What is asked ->
**A)** In the Durban Sand levy thread below, repeat the text between "Just received a" and "BarCol (Dec 30, 2005)", inclusive.
**B)** Answer these questions using the Durban Sand levy thread below:
(i) What email address does BarCol give for the levy contact?
(ii) What did martyap receive in the mail?
(iii) According to BarCol's second post, what was the "special levy" for?
**C)** List every distinct username that posts in the Durban Sand levy thread below.

Quoted passage ->
- - -
# Durban Sand Levy Contact person



## ivysun99 (Dec 29, 2005)

Could anyone give me the contact information for the person I need to contact to pay our Durban Sand levy? Thank you!


----------



## BarCol (Dec 29, 2005)

DS levy contact is Tracey Maharaj unless they've done another re-org...

traceym@firstresorts.co.za

Keep in mind it's sometime difficult to get a resonse and the whole country tends to be on vacation until about January 9, this year...


----------



## martyap (Dec 30, 2005)

Just received a newsletter and updated bill/statement in the mail today.
New manager and Tracey M. still handles levies.

Now I just have to figure out their accounting.

Marty


----------



## BarCol (Dec 30, 2005)

Ahh Marty, I was wondering when that levy statement would arrive on our doorstep and if you're received yours then they appear to be trickling in. Can't wait to see what it says - particularly since there was that letter about needing to undertake a "special levy" for increased housekeeping services that we got about the middle of the year - which I assume the rest of us will get hit with starting this year.....and you're right - those statements are always written in some obscure code - in fact *all * timeshare statements are written in code to me....
- - -
Excerpted records ->
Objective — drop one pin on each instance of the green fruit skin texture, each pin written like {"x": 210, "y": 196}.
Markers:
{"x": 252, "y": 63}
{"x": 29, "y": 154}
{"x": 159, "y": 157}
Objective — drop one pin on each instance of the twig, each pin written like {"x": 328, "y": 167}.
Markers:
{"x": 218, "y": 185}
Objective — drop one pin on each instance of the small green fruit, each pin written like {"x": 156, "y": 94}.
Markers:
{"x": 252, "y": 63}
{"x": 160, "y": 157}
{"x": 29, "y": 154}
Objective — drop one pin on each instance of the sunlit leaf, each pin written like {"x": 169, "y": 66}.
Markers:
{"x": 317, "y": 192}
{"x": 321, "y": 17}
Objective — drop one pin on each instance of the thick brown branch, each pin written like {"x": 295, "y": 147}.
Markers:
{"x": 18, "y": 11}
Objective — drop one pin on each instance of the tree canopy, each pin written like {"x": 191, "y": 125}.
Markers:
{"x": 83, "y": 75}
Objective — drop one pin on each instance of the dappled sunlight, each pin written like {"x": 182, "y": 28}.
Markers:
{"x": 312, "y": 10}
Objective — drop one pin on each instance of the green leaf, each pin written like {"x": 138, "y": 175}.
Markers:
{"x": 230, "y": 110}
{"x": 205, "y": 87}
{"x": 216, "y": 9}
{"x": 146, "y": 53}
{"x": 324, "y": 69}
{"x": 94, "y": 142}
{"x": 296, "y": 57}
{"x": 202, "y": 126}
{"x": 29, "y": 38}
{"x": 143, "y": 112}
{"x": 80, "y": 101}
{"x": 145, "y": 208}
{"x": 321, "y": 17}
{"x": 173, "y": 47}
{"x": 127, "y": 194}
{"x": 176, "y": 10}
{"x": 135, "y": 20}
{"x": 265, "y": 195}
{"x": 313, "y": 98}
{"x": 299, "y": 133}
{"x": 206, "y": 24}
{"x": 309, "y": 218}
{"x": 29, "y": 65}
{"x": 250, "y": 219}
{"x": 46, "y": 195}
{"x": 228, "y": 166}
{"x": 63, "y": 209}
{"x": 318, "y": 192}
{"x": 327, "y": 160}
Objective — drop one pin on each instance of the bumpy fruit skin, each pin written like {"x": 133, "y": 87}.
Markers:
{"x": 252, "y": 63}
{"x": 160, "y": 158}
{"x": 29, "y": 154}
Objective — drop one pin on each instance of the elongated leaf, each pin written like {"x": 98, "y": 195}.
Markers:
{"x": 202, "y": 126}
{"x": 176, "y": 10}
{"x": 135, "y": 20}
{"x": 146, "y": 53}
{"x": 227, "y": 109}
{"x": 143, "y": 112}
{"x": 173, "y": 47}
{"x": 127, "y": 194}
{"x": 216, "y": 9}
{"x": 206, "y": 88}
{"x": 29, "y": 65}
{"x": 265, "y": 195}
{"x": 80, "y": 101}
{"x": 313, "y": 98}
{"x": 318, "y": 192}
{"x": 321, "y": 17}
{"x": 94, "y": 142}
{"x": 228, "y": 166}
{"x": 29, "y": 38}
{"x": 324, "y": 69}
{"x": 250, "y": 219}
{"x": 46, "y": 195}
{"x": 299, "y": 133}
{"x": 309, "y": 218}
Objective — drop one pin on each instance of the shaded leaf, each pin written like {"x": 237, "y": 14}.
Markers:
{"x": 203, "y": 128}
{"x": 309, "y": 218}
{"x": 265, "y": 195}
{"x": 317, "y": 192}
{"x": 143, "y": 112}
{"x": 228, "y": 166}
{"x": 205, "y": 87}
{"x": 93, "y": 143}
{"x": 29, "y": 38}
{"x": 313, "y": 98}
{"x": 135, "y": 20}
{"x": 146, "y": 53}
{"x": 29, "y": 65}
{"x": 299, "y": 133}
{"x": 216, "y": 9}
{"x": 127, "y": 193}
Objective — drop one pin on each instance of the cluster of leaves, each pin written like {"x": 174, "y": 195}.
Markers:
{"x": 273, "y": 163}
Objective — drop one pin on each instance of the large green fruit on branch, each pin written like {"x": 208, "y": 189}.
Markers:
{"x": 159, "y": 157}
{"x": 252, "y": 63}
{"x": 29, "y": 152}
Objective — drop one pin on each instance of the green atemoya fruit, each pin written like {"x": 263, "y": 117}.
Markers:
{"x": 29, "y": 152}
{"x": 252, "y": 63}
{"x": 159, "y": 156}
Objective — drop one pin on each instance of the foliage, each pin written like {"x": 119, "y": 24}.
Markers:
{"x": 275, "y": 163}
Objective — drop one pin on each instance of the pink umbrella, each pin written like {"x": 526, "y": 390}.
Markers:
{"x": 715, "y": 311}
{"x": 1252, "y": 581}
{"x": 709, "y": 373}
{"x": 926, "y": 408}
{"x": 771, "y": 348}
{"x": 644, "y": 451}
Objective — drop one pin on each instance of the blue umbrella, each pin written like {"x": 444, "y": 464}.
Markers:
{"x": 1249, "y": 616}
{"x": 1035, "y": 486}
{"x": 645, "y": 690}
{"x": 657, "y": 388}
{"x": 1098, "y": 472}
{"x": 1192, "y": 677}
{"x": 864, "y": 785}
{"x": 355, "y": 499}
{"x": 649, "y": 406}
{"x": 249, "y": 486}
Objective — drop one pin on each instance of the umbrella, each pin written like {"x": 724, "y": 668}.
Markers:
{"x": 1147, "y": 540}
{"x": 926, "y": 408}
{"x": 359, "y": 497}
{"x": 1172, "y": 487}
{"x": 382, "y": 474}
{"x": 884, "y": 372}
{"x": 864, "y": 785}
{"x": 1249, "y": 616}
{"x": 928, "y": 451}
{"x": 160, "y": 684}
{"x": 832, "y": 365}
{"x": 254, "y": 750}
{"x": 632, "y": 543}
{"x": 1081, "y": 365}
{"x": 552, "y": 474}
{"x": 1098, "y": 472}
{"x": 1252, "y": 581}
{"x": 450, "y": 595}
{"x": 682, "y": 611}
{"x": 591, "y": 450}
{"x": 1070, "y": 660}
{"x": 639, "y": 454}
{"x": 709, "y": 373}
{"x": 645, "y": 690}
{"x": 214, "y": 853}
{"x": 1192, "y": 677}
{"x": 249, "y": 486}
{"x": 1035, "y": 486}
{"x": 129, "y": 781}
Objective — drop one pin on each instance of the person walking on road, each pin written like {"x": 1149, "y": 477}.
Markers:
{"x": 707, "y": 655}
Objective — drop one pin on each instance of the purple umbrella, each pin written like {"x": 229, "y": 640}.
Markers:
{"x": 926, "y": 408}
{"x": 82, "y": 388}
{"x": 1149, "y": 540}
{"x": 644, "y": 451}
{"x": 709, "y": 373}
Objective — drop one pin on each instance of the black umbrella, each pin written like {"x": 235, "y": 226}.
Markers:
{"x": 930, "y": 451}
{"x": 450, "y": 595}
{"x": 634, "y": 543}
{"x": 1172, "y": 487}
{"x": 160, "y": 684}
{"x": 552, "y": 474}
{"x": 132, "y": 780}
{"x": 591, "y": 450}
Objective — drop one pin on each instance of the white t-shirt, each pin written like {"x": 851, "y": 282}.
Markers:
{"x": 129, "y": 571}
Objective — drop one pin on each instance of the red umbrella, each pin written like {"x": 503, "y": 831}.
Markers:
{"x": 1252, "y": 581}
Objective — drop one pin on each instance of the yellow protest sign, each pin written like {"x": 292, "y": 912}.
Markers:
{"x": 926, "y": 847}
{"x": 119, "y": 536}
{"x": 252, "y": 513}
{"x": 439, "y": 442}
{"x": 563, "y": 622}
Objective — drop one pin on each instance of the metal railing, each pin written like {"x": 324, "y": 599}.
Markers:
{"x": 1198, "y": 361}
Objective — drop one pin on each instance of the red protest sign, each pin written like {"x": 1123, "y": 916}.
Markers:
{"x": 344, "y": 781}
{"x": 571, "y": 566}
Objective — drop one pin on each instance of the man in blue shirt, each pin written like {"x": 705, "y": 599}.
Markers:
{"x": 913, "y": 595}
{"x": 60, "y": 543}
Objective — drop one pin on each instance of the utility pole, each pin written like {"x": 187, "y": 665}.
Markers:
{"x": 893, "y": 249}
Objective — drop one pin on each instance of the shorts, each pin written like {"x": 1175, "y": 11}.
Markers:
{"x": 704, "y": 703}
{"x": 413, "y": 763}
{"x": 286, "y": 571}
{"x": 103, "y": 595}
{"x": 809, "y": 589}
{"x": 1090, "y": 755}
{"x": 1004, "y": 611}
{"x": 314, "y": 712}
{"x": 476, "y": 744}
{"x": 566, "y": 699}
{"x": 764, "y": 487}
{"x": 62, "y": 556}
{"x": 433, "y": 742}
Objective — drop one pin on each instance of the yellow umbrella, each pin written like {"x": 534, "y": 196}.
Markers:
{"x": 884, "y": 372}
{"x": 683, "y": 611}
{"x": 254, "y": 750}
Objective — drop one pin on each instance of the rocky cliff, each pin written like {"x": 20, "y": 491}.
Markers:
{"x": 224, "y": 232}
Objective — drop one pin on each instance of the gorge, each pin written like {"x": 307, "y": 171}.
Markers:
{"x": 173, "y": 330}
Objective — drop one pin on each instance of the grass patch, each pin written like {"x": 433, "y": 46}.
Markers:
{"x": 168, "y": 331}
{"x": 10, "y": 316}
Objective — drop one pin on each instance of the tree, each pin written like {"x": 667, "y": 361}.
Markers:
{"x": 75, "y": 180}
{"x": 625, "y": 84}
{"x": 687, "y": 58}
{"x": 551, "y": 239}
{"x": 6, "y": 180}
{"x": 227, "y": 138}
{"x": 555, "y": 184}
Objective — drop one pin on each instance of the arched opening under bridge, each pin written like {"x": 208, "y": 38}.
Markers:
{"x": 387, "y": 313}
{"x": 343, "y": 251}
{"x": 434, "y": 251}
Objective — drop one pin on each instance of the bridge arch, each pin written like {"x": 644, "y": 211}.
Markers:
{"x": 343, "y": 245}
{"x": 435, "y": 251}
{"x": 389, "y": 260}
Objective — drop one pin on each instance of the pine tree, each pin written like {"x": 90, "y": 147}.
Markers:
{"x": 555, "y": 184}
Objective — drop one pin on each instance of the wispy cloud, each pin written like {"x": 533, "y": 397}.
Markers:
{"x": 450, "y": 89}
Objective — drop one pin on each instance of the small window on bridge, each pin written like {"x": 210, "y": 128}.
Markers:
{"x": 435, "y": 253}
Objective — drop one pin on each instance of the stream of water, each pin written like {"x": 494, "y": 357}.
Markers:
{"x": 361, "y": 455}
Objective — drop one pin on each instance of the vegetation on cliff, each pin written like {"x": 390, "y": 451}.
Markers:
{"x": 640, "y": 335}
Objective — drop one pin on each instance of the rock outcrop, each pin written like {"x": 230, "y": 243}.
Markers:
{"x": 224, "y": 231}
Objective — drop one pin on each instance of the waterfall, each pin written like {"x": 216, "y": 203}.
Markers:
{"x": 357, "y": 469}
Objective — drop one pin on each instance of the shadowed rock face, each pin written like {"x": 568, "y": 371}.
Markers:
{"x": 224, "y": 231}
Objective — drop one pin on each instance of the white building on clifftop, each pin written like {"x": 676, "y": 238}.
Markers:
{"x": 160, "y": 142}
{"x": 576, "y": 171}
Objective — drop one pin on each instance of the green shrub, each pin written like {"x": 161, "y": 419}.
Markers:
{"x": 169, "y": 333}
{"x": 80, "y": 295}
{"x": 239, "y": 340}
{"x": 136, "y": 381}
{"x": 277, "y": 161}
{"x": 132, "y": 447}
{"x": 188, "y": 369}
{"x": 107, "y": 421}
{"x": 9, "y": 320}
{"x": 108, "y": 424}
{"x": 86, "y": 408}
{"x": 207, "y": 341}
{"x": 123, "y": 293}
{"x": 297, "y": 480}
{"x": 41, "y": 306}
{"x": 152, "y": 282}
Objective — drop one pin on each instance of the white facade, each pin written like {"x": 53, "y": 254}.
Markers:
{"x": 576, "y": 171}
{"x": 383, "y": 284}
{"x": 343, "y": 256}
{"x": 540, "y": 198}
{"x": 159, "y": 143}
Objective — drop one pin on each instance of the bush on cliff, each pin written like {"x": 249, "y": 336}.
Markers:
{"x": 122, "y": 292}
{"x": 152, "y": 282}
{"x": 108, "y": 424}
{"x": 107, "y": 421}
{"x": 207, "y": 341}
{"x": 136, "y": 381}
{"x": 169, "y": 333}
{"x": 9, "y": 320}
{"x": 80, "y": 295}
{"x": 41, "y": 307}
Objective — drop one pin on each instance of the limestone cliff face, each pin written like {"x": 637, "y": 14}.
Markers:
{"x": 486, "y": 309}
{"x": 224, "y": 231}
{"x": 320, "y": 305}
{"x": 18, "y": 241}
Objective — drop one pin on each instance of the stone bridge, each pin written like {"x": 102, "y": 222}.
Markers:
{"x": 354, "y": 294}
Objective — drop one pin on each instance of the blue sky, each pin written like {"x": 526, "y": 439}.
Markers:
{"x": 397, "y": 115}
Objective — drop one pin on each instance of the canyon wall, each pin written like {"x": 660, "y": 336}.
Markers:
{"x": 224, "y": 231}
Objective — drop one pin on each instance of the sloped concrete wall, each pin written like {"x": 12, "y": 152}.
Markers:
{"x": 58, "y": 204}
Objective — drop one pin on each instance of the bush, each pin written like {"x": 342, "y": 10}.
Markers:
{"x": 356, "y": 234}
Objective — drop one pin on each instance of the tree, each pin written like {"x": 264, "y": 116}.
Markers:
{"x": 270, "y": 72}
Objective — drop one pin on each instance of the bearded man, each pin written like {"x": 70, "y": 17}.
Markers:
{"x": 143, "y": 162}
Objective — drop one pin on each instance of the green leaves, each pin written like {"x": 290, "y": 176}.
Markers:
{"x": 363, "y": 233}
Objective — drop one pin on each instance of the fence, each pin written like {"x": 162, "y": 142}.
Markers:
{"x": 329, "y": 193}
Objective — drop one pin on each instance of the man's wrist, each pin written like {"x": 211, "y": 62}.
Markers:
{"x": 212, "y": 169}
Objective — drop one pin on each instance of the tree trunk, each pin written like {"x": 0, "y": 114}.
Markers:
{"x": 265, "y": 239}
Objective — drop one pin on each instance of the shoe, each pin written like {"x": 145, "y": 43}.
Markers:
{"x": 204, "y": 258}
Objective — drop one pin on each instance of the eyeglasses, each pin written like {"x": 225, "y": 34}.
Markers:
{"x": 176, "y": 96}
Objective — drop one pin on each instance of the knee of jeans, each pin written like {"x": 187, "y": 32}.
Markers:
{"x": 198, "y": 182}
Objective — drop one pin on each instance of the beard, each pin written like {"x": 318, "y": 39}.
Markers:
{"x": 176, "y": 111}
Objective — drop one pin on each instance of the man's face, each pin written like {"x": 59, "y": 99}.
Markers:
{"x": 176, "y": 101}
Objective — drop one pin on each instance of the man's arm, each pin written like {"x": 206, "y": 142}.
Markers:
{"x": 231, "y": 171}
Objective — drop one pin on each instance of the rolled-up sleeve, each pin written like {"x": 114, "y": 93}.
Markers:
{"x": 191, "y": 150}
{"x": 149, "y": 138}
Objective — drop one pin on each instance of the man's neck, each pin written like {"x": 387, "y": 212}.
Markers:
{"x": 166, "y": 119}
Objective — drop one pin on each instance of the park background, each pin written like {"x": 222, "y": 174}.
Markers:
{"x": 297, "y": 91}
- - -
Written responses ->
**A)**
Just received a newsletter and updated bill/statement in the mail today.
New manager and Tracey M. still handles levies.

Now I just have to figure out their accounting.

Marty


----------



## BarCol (Dec 30, 2005)

**B)**
(i) traceym@firstresorts.co.za
(ii) A newsletter and an updated bill/statement
(iii) Increased housekeeping services

**C)** ivysun99, BarCol, martyap